Assigned task:
Please answer from the midwifery care text: which kind of midwife might offer the greatest compatibility for someone who prefers to stay away from the hospital?

Perhaps, you have decided that you would like to see a midwife over the course of your pregnancy journey. Midwives embrace a client-centered model of care that reinforces the normalcy of birth and are sensitive to the unique needs of individuals and their families. But what else will you get when you sign up for midwifery care? Here are five things that you might not know about working with a midwife:


1. Different kinds of midwives provide different options for care.

Midwives, although perhaps trained and created equally, are not all the same. The experience you will have working with one is largely dependent upon the type of midwife or midwifery practice you choose. 

Think about a birth setting that feels best or safest to you, and whether or not you need to account for particular medical or social conditions. Taking in factors like this can help you find the right fit. If your health status or personal preference compels you to give birth in a clinical environment, you will likely work with a Certified Nurse-Midwife (CNM), some of whom provide out-of-hospital options for birth. For those who prefer to stay away from the hospital, working with a Certified Professional Midwife (CPM), who has been trained to manage normal birth in non-clinical settings, might offer the greatest compatibility. For some, having access to time-tested traditions and anecdotes of their foremothers is an important aspect of their birth experience, in which case, a lay midwife may be just right.

Records shown:
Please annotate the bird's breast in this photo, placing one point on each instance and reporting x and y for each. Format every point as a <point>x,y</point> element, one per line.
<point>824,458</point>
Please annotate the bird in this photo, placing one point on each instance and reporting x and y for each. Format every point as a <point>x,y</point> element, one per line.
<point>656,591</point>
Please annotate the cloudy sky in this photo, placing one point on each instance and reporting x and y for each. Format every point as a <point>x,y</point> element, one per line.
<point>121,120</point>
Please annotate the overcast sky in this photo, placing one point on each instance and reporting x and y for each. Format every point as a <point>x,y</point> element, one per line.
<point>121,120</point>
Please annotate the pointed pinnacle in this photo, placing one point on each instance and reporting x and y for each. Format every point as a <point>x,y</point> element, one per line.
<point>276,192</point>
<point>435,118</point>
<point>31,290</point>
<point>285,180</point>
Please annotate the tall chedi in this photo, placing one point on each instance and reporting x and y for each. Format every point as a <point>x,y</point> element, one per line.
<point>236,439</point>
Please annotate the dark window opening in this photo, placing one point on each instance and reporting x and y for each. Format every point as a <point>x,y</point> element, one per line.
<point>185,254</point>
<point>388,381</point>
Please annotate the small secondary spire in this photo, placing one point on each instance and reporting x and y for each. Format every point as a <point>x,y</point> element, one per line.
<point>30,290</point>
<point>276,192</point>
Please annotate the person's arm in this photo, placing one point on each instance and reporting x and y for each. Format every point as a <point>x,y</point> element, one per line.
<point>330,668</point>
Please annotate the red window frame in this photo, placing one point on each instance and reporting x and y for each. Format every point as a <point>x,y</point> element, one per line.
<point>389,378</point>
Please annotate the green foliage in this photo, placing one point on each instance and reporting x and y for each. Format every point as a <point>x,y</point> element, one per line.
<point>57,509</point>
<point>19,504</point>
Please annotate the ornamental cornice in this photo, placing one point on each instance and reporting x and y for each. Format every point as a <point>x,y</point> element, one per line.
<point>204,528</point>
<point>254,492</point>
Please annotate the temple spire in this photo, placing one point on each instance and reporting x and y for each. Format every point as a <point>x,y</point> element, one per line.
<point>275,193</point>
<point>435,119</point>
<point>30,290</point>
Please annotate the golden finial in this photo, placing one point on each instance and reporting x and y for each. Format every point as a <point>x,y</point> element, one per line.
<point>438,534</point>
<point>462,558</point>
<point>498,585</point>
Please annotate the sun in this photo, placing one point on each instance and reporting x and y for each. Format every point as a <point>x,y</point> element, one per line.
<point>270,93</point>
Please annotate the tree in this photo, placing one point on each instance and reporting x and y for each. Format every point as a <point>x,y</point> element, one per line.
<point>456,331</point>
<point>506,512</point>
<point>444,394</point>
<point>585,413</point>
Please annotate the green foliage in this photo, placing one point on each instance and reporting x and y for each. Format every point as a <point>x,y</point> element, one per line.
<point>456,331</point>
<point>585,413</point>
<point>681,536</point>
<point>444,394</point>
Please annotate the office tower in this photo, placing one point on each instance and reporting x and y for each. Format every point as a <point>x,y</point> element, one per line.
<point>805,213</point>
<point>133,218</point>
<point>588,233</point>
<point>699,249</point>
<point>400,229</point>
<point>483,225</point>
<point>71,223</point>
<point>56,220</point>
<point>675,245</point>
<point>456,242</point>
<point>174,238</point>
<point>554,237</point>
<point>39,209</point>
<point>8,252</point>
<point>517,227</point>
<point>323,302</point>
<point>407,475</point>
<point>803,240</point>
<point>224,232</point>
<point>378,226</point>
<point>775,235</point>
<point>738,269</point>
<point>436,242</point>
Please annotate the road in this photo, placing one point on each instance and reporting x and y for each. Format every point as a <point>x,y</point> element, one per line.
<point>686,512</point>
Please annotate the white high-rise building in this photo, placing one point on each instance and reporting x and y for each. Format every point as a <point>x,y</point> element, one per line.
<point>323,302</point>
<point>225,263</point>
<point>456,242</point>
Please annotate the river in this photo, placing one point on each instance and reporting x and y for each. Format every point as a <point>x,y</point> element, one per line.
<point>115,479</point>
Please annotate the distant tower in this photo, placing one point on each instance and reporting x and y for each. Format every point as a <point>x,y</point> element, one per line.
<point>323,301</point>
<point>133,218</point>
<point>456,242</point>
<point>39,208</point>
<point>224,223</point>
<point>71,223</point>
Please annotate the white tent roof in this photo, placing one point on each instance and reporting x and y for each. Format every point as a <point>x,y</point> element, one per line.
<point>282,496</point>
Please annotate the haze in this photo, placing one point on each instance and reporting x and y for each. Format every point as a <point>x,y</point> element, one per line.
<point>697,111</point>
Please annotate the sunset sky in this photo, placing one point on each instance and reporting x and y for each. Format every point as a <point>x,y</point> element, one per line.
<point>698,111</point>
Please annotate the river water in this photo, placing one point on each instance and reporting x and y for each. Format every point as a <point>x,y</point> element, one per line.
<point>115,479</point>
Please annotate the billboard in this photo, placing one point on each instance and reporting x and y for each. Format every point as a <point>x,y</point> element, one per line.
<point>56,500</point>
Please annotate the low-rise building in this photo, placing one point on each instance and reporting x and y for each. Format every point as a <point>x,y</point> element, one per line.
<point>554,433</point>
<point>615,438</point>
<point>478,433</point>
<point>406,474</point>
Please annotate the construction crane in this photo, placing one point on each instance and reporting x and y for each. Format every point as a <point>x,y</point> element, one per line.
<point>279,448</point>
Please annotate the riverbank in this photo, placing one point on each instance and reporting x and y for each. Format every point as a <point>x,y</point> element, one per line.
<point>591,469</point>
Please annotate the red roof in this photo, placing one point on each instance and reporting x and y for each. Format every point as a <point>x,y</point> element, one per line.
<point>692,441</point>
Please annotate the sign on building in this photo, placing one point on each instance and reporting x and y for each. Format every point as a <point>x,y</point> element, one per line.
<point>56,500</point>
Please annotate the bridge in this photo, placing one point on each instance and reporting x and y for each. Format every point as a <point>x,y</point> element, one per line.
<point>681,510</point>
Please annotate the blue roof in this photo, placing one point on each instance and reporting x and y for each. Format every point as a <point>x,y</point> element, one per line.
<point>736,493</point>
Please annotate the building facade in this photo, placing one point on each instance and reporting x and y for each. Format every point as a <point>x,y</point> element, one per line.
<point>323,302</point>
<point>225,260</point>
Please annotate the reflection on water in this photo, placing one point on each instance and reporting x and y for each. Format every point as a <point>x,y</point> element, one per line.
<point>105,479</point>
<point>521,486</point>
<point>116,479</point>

Response below:
A Certified Professional Midwife (CPM).